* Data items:
=-=-=

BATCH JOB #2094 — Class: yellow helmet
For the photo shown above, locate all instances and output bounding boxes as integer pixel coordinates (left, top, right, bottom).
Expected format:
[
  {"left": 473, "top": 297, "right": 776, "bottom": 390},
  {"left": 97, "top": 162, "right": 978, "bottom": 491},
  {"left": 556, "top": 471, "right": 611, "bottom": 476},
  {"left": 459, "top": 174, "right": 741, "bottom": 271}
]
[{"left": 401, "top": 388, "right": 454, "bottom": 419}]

=-=-=

* TASK OBJECTIVE: Copy the lines above, please. Keep them exact.

* RESULT OF THE TASK:
BATCH JOB #2094 — Class: yellow helmet
For the photo shown above, locate all instances and output bounding boxes as integer pixel coordinates (left, top, right, bottom).
Expected format:
[
  {"left": 473, "top": 297, "right": 776, "bottom": 390},
  {"left": 97, "top": 162, "right": 978, "bottom": 491},
  {"left": 556, "top": 471, "right": 611, "bottom": 476},
  {"left": 459, "top": 174, "right": 741, "bottom": 271}
]
[{"left": 401, "top": 388, "right": 454, "bottom": 419}]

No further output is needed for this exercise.